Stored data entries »

━━━━━━━━━━━━━━━━━━━━━━━━━━━━━━

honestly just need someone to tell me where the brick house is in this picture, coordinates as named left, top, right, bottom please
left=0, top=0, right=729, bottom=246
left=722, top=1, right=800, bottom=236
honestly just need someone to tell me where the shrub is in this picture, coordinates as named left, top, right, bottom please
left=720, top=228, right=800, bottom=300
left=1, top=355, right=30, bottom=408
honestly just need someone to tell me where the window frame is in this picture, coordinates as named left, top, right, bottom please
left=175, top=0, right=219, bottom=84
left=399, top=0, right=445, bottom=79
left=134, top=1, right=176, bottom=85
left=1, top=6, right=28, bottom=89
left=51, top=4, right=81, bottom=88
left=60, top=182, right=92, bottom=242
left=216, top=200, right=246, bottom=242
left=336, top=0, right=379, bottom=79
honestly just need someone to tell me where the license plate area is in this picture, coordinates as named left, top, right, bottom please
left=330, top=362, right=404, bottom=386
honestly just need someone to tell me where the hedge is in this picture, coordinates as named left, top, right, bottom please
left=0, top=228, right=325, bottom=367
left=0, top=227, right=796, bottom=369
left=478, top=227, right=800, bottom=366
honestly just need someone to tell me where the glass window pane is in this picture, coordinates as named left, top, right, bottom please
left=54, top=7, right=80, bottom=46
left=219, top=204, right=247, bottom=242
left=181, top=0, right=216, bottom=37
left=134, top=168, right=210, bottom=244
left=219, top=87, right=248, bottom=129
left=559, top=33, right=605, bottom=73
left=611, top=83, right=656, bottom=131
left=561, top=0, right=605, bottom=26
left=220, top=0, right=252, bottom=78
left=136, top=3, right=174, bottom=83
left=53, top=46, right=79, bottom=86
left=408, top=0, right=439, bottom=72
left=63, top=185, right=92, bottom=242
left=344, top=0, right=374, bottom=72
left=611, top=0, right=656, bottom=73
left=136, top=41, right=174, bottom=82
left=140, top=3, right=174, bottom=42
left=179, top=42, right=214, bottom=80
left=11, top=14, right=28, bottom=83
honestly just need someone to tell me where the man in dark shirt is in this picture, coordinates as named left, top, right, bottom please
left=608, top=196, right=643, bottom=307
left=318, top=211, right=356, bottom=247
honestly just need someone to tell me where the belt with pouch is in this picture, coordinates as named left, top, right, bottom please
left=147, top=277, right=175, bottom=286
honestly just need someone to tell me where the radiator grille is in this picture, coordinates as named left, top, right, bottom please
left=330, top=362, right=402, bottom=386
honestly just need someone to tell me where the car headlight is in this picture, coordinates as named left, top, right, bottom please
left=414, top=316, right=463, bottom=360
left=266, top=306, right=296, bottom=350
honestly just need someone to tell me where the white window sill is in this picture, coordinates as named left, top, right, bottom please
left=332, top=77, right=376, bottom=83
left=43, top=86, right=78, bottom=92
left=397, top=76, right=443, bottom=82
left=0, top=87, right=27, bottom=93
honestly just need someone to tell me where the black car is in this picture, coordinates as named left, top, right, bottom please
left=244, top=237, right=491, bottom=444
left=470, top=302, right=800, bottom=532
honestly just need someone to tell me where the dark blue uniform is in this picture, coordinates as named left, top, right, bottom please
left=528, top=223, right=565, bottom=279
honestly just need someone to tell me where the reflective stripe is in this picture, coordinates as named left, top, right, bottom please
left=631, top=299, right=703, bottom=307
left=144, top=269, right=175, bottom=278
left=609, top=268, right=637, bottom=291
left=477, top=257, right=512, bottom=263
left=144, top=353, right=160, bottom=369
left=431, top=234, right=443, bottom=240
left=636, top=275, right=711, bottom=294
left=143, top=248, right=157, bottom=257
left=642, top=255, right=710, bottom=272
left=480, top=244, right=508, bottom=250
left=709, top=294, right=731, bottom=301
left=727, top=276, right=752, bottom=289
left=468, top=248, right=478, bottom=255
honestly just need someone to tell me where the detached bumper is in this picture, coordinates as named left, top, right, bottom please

━━━━━━━━━━━━━━━━━━━━━━━━━━━━━━

WHAT TO WORK ON » Output the line containing "honestly just need someone to tell me where the reflective" and every line after it through the final line of the records above, exactly as written and nothing else.

SOLUTION TO THIS EXERCISE »
honestly just need someone to tell me where the reflective stripe is in this picture, coordinates as named left, top, right, bottom please
left=631, top=299, right=703, bottom=307
left=144, top=269, right=175, bottom=278
left=609, top=268, right=637, bottom=291
left=477, top=257, right=512, bottom=263
left=144, top=353, right=160, bottom=369
left=431, top=234, right=443, bottom=240
left=636, top=275, right=711, bottom=294
left=143, top=248, right=157, bottom=257
left=642, top=255, right=710, bottom=272
left=480, top=244, right=508, bottom=250
left=709, top=294, right=731, bottom=301
left=727, top=276, right=752, bottom=289
left=468, top=248, right=478, bottom=255
honestly just need someone to tell me where the detached bumper is in this picture, coordinates as named left, top, right, bottom please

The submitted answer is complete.